(Dataset rows)
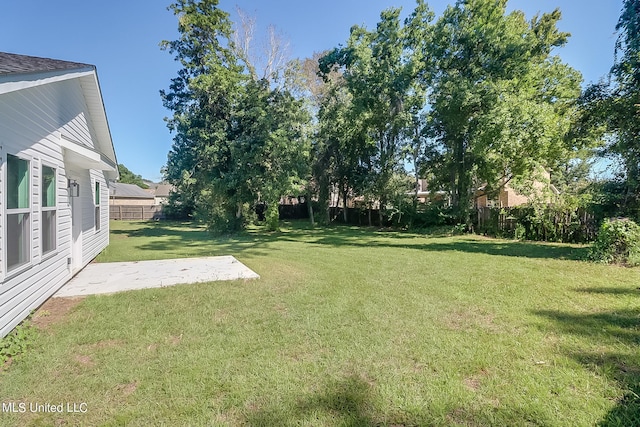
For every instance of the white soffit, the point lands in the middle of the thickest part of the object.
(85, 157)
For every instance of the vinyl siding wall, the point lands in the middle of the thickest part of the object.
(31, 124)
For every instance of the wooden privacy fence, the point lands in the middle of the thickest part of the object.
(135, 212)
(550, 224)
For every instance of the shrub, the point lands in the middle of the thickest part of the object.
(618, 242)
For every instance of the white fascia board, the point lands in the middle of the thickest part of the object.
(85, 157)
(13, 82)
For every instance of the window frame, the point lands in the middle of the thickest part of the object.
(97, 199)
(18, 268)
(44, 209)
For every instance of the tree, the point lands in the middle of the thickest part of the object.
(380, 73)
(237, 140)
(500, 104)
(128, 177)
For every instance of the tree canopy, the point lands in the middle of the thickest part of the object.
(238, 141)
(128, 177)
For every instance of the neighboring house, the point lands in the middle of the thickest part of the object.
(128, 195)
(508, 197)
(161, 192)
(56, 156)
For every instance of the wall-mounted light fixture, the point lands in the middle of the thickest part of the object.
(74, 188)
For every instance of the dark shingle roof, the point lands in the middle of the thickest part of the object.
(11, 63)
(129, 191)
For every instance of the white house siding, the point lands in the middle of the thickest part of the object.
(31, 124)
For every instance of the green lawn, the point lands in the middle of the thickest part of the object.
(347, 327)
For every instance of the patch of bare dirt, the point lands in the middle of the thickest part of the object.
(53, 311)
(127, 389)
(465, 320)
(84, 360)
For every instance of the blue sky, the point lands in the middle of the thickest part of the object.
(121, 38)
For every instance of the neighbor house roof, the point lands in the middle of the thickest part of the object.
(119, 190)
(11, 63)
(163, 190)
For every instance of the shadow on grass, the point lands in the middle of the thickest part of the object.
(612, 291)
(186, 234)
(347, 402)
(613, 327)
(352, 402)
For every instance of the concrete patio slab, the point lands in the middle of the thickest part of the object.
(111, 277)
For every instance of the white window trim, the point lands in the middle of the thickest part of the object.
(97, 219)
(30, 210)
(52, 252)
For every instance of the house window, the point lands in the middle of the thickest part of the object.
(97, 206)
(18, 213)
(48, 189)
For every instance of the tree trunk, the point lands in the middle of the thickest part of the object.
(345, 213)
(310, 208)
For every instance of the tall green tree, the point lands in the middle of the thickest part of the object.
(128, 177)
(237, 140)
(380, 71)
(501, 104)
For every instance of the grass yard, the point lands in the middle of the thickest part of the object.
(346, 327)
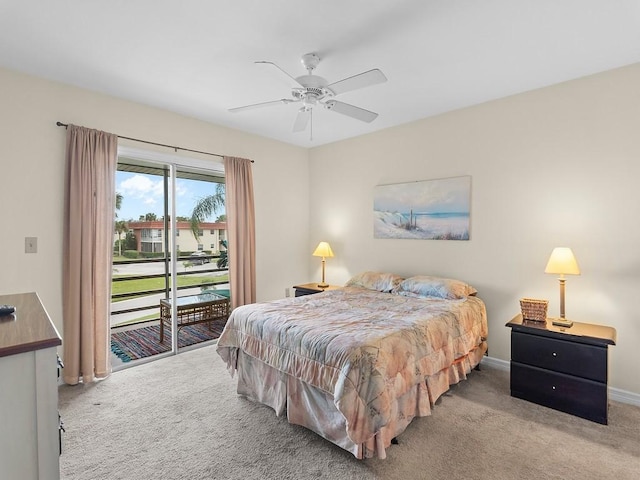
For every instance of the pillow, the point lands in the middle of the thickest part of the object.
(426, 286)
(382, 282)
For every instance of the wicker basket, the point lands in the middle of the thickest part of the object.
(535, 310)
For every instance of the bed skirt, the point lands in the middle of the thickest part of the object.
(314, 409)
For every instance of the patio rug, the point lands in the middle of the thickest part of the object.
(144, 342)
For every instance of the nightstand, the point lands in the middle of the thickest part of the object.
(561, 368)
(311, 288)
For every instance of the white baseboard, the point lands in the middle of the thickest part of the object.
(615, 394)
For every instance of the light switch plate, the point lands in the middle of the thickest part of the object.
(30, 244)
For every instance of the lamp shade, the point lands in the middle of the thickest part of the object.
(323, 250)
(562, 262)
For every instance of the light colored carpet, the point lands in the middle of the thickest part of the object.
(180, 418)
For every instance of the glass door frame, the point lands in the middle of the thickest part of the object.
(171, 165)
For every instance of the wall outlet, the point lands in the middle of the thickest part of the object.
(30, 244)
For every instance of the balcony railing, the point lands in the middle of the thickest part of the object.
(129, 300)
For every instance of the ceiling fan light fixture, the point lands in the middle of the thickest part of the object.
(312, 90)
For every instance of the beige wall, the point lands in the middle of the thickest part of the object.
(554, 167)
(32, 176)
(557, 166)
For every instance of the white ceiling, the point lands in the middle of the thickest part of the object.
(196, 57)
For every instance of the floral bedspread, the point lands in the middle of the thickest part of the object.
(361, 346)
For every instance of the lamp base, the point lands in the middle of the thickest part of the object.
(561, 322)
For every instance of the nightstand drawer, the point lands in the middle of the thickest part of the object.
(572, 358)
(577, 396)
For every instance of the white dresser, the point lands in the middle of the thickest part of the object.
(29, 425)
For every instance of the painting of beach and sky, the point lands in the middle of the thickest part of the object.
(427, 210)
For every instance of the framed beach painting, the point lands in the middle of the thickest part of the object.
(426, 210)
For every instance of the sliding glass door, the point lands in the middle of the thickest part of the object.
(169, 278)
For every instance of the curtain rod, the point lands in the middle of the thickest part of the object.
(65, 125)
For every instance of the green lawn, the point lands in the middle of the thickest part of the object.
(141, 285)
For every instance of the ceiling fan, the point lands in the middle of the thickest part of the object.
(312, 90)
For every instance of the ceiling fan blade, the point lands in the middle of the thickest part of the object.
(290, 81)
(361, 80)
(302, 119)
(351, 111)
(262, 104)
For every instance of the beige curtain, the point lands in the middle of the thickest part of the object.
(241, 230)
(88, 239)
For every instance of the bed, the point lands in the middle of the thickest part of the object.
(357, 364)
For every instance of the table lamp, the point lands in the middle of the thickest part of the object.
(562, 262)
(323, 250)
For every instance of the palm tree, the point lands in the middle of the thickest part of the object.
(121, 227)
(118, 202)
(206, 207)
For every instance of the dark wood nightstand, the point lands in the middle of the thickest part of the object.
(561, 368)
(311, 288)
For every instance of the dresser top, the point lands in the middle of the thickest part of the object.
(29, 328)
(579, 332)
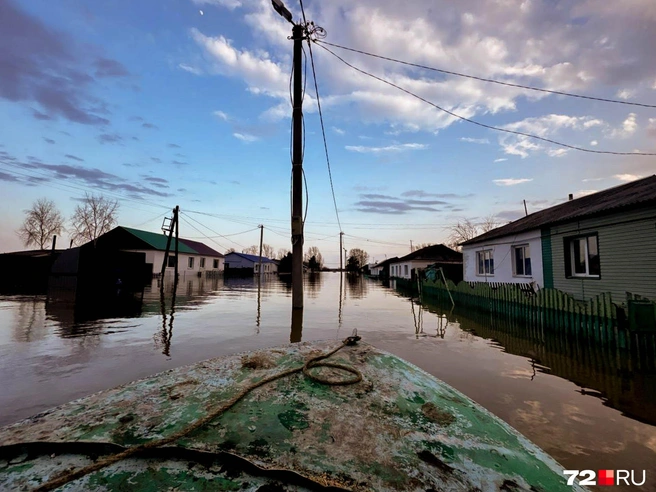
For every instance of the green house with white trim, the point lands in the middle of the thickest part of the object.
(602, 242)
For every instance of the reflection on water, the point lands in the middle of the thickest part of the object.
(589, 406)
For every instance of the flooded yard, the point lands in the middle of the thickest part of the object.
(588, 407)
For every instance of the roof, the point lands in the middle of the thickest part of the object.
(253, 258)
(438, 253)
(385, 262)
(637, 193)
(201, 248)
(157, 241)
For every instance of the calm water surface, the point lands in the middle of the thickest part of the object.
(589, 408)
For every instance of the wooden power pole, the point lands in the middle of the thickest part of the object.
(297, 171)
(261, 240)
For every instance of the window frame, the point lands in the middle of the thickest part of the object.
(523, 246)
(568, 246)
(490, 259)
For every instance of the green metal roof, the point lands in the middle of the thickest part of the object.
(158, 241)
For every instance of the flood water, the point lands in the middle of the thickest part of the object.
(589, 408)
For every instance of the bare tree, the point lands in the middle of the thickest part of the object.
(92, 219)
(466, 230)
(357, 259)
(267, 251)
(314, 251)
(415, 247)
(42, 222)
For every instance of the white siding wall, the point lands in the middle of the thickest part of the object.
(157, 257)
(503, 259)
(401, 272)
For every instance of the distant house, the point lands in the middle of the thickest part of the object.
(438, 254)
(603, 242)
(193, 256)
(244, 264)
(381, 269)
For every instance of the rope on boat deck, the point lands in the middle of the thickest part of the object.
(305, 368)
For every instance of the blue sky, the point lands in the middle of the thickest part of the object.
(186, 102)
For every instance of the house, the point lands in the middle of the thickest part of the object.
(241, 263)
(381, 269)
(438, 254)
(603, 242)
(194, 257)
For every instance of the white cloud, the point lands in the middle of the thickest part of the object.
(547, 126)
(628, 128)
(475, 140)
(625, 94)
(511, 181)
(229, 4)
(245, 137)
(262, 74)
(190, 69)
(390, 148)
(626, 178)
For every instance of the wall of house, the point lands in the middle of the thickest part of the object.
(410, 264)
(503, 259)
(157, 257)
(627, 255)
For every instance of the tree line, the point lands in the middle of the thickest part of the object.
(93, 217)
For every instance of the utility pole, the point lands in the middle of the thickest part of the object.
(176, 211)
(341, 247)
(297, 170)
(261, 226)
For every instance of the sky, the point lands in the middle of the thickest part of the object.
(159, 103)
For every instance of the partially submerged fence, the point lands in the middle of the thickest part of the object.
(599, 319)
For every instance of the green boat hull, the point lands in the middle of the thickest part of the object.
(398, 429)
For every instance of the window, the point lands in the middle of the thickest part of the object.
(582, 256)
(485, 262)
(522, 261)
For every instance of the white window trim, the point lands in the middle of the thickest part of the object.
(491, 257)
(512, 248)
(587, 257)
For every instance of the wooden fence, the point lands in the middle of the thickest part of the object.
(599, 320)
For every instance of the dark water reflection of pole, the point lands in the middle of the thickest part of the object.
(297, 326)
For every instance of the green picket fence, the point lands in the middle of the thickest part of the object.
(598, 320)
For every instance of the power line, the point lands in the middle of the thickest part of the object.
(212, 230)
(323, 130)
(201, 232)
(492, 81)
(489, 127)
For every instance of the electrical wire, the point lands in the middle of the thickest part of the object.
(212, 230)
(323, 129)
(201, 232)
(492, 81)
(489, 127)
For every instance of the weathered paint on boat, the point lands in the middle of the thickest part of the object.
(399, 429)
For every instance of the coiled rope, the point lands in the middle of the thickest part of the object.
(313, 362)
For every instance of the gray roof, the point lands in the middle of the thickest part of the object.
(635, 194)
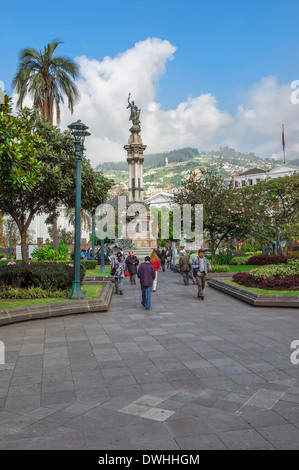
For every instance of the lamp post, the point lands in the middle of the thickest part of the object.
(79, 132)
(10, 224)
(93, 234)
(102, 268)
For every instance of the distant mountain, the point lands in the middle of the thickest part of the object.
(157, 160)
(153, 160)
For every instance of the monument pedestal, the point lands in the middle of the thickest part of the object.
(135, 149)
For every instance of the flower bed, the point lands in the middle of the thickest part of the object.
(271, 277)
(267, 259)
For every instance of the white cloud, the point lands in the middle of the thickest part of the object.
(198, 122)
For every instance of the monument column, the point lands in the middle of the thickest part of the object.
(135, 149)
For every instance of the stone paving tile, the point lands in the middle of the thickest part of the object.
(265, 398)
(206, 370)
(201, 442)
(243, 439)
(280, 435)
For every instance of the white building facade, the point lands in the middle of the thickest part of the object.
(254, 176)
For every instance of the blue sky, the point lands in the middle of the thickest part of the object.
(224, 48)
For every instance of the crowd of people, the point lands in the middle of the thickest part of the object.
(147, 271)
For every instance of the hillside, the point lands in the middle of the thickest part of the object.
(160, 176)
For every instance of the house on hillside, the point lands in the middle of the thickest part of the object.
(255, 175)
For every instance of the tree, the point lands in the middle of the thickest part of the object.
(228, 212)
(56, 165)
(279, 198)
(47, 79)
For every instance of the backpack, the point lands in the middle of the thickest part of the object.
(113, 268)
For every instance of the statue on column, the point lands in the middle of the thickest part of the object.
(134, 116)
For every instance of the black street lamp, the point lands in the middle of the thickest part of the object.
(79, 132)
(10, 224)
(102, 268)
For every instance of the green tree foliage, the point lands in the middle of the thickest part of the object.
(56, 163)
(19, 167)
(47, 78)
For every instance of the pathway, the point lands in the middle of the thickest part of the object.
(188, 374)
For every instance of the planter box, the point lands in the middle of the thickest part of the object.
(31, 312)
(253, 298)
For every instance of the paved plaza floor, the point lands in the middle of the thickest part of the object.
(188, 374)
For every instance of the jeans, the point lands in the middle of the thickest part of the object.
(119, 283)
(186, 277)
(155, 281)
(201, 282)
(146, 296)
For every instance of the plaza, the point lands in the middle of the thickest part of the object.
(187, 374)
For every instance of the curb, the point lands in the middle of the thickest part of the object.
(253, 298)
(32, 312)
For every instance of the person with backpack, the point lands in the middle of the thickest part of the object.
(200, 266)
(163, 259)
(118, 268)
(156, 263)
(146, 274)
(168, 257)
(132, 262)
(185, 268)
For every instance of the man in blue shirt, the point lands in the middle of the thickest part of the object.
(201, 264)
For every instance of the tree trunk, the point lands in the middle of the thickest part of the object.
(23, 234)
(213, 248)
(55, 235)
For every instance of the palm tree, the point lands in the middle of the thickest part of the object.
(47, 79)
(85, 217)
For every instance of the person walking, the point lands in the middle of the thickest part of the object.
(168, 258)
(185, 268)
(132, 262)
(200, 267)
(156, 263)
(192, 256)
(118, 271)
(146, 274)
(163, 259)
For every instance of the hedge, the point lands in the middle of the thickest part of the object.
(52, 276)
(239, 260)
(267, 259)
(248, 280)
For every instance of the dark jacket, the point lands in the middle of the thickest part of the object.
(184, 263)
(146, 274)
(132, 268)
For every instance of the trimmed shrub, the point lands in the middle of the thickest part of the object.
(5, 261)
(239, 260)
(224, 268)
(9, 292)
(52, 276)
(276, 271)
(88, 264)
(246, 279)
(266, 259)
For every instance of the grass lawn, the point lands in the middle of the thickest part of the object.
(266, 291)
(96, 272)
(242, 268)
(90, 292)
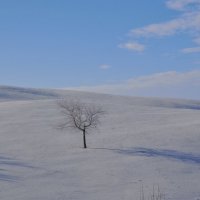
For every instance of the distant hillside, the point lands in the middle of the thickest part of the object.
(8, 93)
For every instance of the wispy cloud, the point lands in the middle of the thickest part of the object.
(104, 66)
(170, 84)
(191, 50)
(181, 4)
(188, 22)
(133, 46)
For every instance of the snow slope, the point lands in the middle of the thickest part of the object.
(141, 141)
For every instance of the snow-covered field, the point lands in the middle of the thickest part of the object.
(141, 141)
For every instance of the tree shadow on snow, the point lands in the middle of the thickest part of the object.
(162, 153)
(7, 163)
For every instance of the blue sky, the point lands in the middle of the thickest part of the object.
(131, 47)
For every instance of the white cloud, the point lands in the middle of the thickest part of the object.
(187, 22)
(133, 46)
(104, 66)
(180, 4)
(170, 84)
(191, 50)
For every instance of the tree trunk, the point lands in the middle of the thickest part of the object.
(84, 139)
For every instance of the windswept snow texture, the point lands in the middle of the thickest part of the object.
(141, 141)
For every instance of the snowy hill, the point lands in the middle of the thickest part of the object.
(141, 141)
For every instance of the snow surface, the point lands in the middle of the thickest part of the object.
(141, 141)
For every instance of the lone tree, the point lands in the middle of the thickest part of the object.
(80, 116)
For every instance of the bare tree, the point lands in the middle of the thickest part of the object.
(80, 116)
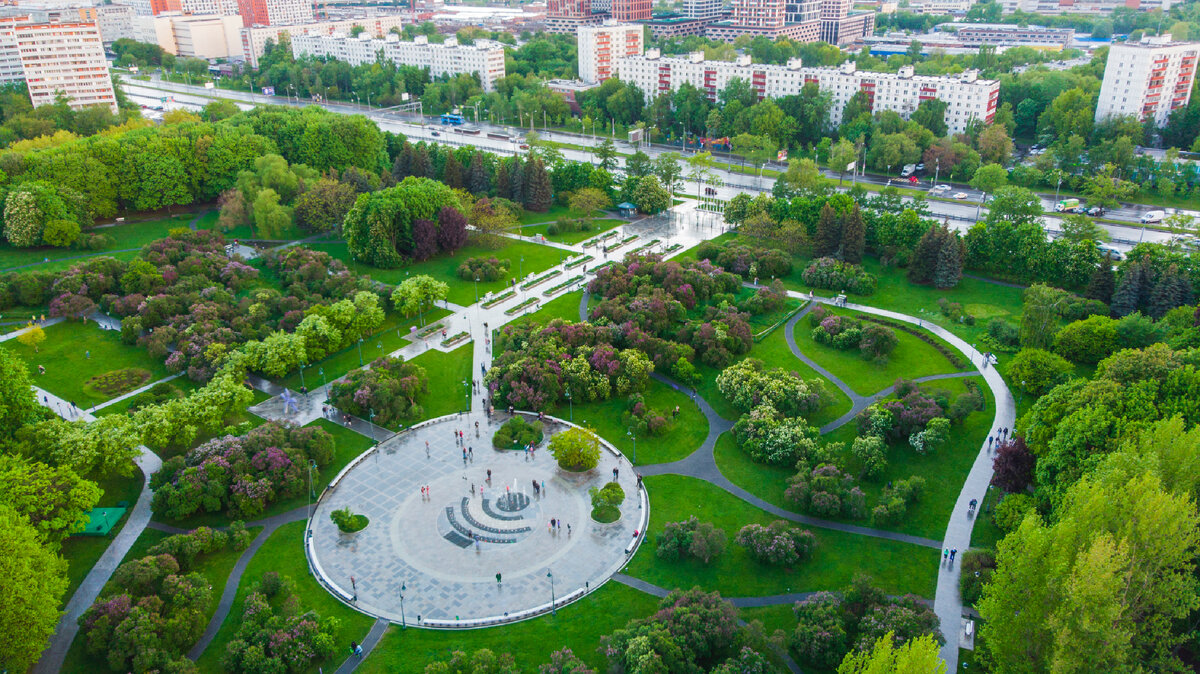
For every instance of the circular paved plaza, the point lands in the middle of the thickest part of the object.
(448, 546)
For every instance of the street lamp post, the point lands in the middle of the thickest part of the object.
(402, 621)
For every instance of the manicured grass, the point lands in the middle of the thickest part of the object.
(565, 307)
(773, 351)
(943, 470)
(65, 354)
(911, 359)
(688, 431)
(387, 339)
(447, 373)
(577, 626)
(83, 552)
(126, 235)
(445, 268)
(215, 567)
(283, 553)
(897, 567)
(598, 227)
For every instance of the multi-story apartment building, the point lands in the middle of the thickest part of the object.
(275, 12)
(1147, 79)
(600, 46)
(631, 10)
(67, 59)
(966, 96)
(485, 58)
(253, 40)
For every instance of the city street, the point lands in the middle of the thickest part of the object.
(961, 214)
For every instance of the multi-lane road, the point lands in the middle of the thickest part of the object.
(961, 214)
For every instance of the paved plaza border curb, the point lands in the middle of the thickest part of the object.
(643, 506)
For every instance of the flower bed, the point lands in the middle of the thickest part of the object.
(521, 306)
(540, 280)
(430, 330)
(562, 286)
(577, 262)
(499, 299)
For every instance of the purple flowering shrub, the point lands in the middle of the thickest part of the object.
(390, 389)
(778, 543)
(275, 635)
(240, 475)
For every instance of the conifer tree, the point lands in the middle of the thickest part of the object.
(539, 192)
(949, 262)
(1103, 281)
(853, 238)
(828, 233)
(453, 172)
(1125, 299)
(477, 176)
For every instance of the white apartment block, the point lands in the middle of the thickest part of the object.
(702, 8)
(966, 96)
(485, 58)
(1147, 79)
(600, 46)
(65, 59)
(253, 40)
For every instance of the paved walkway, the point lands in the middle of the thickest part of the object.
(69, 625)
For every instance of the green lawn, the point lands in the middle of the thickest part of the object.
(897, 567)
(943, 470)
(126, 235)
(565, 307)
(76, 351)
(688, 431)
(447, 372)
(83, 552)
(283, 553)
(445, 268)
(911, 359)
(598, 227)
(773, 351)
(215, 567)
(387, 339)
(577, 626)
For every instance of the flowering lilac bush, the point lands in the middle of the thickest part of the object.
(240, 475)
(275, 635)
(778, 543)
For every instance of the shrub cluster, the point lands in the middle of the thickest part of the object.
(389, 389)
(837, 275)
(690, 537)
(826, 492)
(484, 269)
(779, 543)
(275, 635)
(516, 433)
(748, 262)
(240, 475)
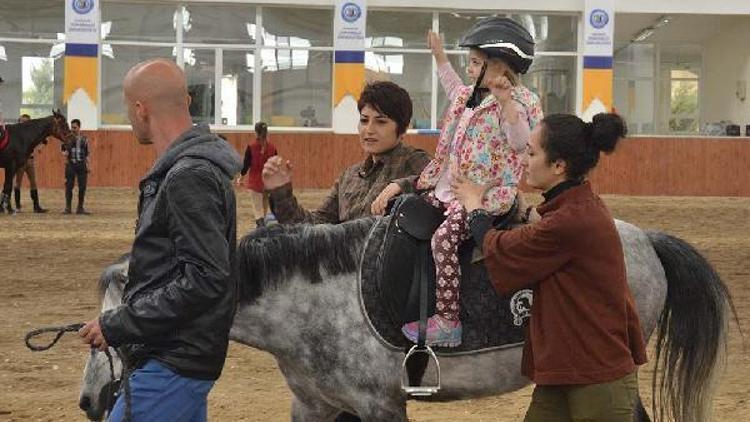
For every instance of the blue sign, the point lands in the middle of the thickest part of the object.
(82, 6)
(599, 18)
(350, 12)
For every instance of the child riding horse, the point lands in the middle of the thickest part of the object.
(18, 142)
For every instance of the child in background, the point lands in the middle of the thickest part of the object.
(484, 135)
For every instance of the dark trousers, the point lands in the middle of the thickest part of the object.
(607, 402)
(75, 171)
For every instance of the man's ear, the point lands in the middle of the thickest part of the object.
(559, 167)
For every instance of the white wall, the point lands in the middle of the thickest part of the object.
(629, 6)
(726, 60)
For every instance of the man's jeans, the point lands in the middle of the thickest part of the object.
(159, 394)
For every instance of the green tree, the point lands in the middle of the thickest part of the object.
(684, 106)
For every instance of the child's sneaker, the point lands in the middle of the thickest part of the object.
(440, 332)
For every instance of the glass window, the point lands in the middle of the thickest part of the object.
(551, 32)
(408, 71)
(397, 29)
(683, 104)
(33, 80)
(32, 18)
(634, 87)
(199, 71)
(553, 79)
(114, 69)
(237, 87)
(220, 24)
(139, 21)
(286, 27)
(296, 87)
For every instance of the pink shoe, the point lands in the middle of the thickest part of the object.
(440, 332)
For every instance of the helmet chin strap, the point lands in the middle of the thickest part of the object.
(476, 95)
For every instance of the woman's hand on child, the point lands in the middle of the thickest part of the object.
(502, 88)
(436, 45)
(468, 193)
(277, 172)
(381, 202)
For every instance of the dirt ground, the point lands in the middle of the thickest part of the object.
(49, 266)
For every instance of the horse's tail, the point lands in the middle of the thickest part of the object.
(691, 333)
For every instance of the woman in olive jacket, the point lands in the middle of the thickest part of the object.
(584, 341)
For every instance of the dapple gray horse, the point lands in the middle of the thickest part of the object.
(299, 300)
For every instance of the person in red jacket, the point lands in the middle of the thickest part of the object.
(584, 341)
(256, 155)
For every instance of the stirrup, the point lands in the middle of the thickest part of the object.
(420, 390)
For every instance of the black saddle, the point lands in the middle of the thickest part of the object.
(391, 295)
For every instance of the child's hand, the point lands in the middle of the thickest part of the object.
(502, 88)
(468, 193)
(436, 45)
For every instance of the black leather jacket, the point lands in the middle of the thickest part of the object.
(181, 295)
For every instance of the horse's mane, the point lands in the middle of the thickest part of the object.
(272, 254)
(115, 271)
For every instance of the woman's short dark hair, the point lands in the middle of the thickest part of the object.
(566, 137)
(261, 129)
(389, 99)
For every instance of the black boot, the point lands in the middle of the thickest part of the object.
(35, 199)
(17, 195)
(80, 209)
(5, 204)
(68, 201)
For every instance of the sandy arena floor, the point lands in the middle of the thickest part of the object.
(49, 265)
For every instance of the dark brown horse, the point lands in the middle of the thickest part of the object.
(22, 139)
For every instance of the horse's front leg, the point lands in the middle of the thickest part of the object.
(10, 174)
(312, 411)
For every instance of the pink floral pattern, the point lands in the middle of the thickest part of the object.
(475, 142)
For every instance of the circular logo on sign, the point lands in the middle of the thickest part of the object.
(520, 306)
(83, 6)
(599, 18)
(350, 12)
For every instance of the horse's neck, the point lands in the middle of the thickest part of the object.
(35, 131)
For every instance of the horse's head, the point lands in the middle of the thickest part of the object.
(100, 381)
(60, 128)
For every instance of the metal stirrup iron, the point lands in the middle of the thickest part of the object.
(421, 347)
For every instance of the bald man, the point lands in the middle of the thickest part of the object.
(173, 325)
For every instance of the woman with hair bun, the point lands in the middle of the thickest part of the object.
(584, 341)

WRITTEN PROBLEM: Transcribe only the trailing portion of the entries above: the line that contains "For every instance of the horse's head, the" and each line after it.

SOLUTION FOR THIS EXERCISE:
For every instance of the horse's head, the point lands in the middle of the thickest part of the object.
(100, 381)
(60, 128)
For every instance of the metal stirrup iron, the point lands in the middle of the thickest part of the object.
(421, 347)
For every instance of the bald man, the point lands in the middle of the thickest part of the object.
(173, 325)
For every instance of the woman with hair bun, the point lands in the middle of the thickest part of the object.
(584, 341)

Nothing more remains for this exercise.